Brano:
%%

Pubblicato: 17/07/2021 12:13

I Romanov appartengono a una delle due più importanti dinastie della Russia, durata 300 anni ed estintasi in una sola notte, quella tra il 16 e il 17 luglio 1917. Il nome dei Romanov evoca, nella mente di chiunque conosca parzialmente la storia della famiglia, idee come mistero, sangue, morte, misticismo e leggenda.

Nell’immaginario collettivo al nome degli ultimi Romanov è associata una maledizione che ha segnato le sorti dell’intera famiglia e del Paese, soprattutto dopo il 1917.

Romanov: la nascita di una dinastia ricca e potente

Con l’estinzione degli Rijurikidi, prima dinastia imperiale stanziata in Russia, sale al potere il capostipite della famiglia Romanov, lo zar Roman Jur’evic Zachar’in-Kosin. Era il 7 febbraio 1613 e da quel momento sarebbe rimasta al potere fino alla caduta dell’ultimo degli zar, Nicola II, ucciso insieme alla sua famiglia nella notte tra il 16 e il 17 luglio 1917.

%%

Estratti di dati:
%%

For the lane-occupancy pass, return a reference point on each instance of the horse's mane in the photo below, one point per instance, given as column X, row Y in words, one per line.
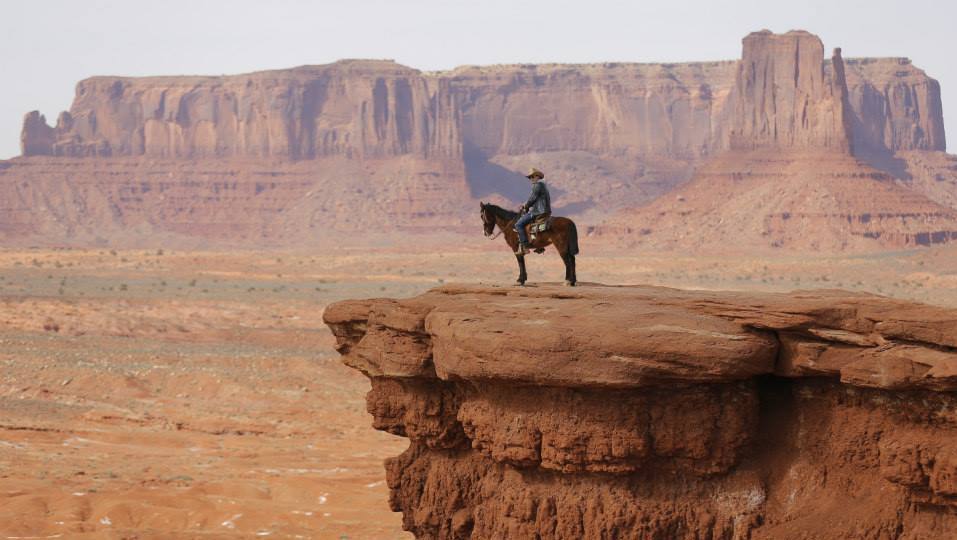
column 498, row 211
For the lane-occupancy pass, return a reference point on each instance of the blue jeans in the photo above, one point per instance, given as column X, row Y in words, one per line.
column 520, row 226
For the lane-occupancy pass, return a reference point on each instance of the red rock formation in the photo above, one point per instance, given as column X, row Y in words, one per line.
column 789, row 179
column 36, row 137
column 641, row 412
column 782, row 97
column 613, row 136
column 796, row 201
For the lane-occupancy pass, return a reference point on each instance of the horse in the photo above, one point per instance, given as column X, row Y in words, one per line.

%%

Istruzioni:
[A] Traduca in inglese la seguente frase del brano sui Romanov: «Nell'immaginario collettivo al nome degli ultimi Romanov è associata una maledizione che ha segnato le sorti dell'intera famiglia e del Paese, soprattutto dopo il 1917.»
[B] Copi senza alcuna modifica il passo del brano sui Romanov che va da «Pubblicato: 17/07/2021 12:13» fino a «misticismo e leggenda.», quest'ultimo compreso.
[C] Prosegua il brano sui Romanov partendo dalla sua ultima frase.
I record non hanno alcuna relazione con il brano.

Soluzioni degli esercizi:
[A] In the collective imagination, the name of the last Romanovs is associated with a curse that marked the fate of the entire family and of the country, especially after 1917.

[B]
Pubblicato: 17/07/2021 12:13

I Romanov appartengono a una delle due più importanti dinastie della Russia, durata 300 anni ed estintasi in una sola notte, quella tra il 16 e il 17 luglio 1917. Il nome dei Romanov evoca, nella mente di chiunque conosca parzialmente la storia della famiglia, idee come mistero, sangue, morte, misticismo e leggenda.

[C]
Il termine Zar fu usato per la prima volta da Ivan IV il terribile, l’etimologia della parola è dal latino Caesar- Cesare e Kaiser-Imperatore. Da allora la dinastia ha visto succedersi personaggi che hanno contribuito a rendere grande la Russia imperiale, alcuni esempi: 

  • Pietro il Grande: che grazie alla sua guida di sovrano illuminato diede slancio all’impero e fondò la città di Pietrogrado; 
  • Caterina la Grande: che portò avanti le riforme più importanti per la burocrazia e nel Parlamento e
  • Alessandro I: colui che fermò l’avanzata napoleonica in Russia. E poi ancora, ricordiamo
  • Nicola I: protagonista della Guerra di Crimea e Alessandro II, suo figlio.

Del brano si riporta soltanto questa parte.